The data
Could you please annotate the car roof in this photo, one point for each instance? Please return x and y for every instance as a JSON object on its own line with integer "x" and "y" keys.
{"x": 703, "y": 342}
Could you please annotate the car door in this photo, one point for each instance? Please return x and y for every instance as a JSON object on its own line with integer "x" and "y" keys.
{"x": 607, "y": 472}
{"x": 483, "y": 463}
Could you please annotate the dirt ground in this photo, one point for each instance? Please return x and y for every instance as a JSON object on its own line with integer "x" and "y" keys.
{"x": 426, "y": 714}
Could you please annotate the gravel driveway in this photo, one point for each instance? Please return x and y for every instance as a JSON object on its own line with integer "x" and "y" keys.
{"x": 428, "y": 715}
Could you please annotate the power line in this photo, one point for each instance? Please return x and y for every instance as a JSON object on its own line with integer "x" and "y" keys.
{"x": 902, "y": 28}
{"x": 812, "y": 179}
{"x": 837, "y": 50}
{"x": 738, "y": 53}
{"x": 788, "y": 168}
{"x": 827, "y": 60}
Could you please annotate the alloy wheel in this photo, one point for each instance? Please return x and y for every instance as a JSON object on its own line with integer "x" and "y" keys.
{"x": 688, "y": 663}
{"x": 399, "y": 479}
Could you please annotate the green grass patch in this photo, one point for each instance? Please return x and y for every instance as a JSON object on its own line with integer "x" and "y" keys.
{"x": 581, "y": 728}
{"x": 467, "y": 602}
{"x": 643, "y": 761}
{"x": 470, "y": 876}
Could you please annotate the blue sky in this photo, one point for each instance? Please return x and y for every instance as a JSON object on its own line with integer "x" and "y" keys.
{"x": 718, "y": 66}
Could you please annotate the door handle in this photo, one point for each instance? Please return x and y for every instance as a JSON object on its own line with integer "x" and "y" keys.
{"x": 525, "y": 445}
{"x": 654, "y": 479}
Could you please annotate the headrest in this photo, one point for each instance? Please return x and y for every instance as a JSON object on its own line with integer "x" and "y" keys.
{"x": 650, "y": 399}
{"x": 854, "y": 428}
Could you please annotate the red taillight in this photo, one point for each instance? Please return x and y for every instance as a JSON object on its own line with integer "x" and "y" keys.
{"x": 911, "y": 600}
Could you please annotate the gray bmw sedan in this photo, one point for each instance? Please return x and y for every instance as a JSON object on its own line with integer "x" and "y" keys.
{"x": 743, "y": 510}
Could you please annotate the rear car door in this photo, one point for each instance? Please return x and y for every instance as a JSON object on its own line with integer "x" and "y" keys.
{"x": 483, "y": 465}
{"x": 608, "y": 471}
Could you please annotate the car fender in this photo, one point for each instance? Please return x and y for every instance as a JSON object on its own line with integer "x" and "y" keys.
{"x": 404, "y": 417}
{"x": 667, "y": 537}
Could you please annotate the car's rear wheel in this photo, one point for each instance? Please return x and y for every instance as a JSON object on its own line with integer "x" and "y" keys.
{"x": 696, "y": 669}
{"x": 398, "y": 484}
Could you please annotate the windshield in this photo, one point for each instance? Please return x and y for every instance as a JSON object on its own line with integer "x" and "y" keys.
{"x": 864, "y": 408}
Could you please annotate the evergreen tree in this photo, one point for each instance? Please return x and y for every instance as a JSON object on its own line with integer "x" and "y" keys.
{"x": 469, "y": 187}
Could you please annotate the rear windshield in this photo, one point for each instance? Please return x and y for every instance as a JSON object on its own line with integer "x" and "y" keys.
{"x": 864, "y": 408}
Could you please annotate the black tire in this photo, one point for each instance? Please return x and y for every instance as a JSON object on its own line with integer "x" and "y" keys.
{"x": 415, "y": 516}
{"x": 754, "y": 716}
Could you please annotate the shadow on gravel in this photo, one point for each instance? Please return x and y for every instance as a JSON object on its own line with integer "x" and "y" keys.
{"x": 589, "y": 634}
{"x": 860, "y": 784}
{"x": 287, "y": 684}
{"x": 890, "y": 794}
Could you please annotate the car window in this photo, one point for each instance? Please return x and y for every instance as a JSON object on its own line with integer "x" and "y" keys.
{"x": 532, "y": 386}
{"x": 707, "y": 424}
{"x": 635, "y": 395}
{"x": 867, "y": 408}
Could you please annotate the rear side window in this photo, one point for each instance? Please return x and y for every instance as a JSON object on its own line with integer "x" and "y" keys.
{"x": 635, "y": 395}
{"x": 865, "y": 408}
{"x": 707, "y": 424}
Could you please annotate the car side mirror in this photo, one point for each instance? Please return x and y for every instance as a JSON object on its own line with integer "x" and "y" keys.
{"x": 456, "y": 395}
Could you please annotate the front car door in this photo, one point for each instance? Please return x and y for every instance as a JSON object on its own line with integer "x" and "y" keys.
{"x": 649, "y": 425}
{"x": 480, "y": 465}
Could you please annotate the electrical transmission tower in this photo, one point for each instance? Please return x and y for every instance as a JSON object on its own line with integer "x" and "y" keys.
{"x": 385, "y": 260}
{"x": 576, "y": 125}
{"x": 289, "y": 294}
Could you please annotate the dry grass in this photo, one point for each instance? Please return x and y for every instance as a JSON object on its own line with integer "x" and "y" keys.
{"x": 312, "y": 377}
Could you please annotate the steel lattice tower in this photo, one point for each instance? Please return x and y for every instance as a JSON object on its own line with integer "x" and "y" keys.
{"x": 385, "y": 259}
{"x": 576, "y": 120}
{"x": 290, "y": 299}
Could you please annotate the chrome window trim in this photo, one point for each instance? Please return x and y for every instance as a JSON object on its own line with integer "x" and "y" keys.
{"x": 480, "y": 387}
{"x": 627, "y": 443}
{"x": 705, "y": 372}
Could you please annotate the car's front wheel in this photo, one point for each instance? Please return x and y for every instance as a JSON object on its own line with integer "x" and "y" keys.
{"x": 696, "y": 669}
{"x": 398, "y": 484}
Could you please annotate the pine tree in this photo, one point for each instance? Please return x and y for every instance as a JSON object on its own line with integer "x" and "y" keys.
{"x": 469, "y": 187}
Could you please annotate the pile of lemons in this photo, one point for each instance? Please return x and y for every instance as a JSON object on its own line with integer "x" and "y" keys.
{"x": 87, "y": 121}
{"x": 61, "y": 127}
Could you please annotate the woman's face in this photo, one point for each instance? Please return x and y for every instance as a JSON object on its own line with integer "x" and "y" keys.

Task directions
Reproduce all of the data. Leave every line unchanged.

Exercise output
Could you please annotate the car roof in this photo, one point for each instance? Please return x and y for every instance as a JSON object on its own line with integer "x" and "y" keys.
{"x": 703, "y": 342}
Could you please annotate the car door in this photo, one point for each instance? Please return x and y for every instance as a JSON object on its own line with integer "x" and "y" keys.
{"x": 607, "y": 472}
{"x": 483, "y": 463}
Could you please annotate the dirt ground in this photo, one point for each instance? Please return x and y for every instance as a JSON object on its own line with integer "x" and "y" keys.
{"x": 426, "y": 714}
Could you please annotate the gravel driveway in this photo, one point for each instance? Please return x and y for every instance as a JSON object on its own line with integer "x" and "y" keys.
{"x": 428, "y": 715}
Could you please annotate the power line in this photo, one point for each instance? Please return x and y for every instance as a JSON object on its own line with integer "x" and "y" keys.
{"x": 902, "y": 28}
{"x": 812, "y": 179}
{"x": 837, "y": 50}
{"x": 738, "y": 53}
{"x": 788, "y": 168}
{"x": 827, "y": 60}
Could you please annotate the alloy wheel in this photo, one point for each instance? Please return x and y for every instance as a JSON object on its own line with integer "x" and "y" keys.
{"x": 688, "y": 663}
{"x": 399, "y": 479}
Could you please annotate the green grass patch in this photo, one point for each instance? Please return x and y for every instance as a JSON object on its own line with integer "x" and "y" keys.
{"x": 581, "y": 728}
{"x": 467, "y": 602}
{"x": 643, "y": 761}
{"x": 470, "y": 876}
Could you please annotate the blue sky in this photo, one point for each instance? Please return x and y for every instance as a JSON object on its own line with integer "x" and "y" keys.
{"x": 718, "y": 66}
Could you please annotate the door handle in this photo, one point for each instance? Please return x and y for every instance as a JSON object on its own line with integer "x" and "y" keys.
{"x": 525, "y": 445}
{"x": 654, "y": 479}
Could you please annotate the headrest in this photo, one point for each instance? Please return x and y for every instance as a JSON object on its own line with integer "x" and "y" keys.
{"x": 650, "y": 399}
{"x": 854, "y": 428}
Could you please annotate the red taillight in this photo, one point for each instance? Please return x and y for every instance as a JSON object on its own line with integer "x" and "y" keys.
{"x": 911, "y": 600}
Could you please annotate the gray bmw sedan in this photo, one point for each instance? Please return x and y for every instance as a JSON object on its own line with integer "x" and "y" keys.
{"x": 743, "y": 510}
Could you please annotate the rear car door in this photo, one point for each instance? Please return x and y for every instance as a JSON object on its own line with integer "x" and "y" keys.
{"x": 483, "y": 465}
{"x": 608, "y": 471}
Could you please annotate the car fender in this photo, one point for each instance? Please return x and y for every instance as a JSON object on its own line with integer "x" and "y" keys.
{"x": 404, "y": 417}
{"x": 667, "y": 537}
Could you please annotate the car's rear wheel in this photo, one point for each instance? Please return x and y for every instance as a JSON object on its own line with integer "x" and "y" keys.
{"x": 696, "y": 669}
{"x": 398, "y": 484}
Could you please annotate the windshield in this photo, one point for each instance? Please return x and y for every instance as a JSON object on its own line with integer "x" and "y" keys.
{"x": 864, "y": 408}
Could you please annotate the evergreen tree in this photo, one point for each instance? Please return x and y for every instance as a JSON object on its own line with integer "x" and "y" keys.
{"x": 469, "y": 187}
Could you please annotate the rear windshield in this photo, one point for each instance? Please return x and y for every instance as a JSON object on its own line with integer "x" and "y" keys.
{"x": 864, "y": 408}
Could you please annotate the black tire in this photo, one point for each instance? Please return x and y for every instance as a JSON object on its own line with integer "x" and "y" keys.
{"x": 415, "y": 516}
{"x": 754, "y": 716}
Could you please annotate the shadow on gravel in this photo, one point for each instance? Please return x and y for every instance as a JSON object on its own line with integer "x" and "y" keys.
{"x": 589, "y": 634}
{"x": 860, "y": 784}
{"x": 287, "y": 684}
{"x": 890, "y": 794}
Could you please annotate the car window in this photo, one point for each instance? Please return x and y for every instance as a JSON object on its own line with integer "x" and "y" keys.
{"x": 532, "y": 386}
{"x": 707, "y": 424}
{"x": 635, "y": 395}
{"x": 867, "y": 408}
Could you please annotate the rear side window in this photo, one point for each instance? Please return x and y for every instance as a JSON object on its own line with integer "x" and "y" keys.
{"x": 635, "y": 395}
{"x": 865, "y": 408}
{"x": 707, "y": 424}
Could you please annotate the car side mirror in this photo, one point for each instance? Please return x and y for every instance as a JSON object on its own line with integer "x" and "y" keys.
{"x": 456, "y": 395}
Could you please annotate the front car door in this photo, one point for each instance? Please return x and y for every instance as a JSON object on its own line with integer "x" and "y" keys.
{"x": 649, "y": 425}
{"x": 480, "y": 465}
Could you please annotate the electrical transmission tower in this photo, one point for each instance? Please return x and y for every instance as a JSON object on its own line with integer "x" and "y" keys.
{"x": 385, "y": 260}
{"x": 576, "y": 125}
{"x": 289, "y": 294}
Could you please annotate the dry grass in this photo, one point for each instance? Please return x and y for every instance as a JSON object on its own line with integer "x" and "y" keys.
{"x": 312, "y": 377}
Could you please annotate the steel lattice tower in this photo, one point for each instance? Please return x and y for every instance as a JSON object on its own line with integer "x" and "y" keys.
{"x": 385, "y": 259}
{"x": 576, "y": 120}
{"x": 290, "y": 299}
Could you please annotate the chrome window trim in this photo, one point for each instance? Please return x and y for every instance as a JSON object on its own line with integer "x" and "y" keys.
{"x": 480, "y": 387}
{"x": 627, "y": 443}
{"x": 705, "y": 372}
Could you please annotate the car's front wheel in this photo, one point for each instance? Please return x and y for every instance as a JSON object on its own line with integer "x" and "y" keys.
{"x": 696, "y": 669}
{"x": 398, "y": 484}
Could you please annotate the pine tree in this photo, one point for each instance? Please return x and y for every instance as a JSON object on its own line with integer "x" and "y" keys.
{"x": 469, "y": 187}
Could you please annotate the pile of lemons in this photo, one point for each instance? Please return x and y for every instance as a JSON object on its own line with integer "x" and "y" keys.
{"x": 87, "y": 121}
{"x": 61, "y": 127}
Could you please annotate the woman's face in this photo, one point for each instance? Please return x and y for every instance as a JSON object on its own line with integer "x" and "y" keys.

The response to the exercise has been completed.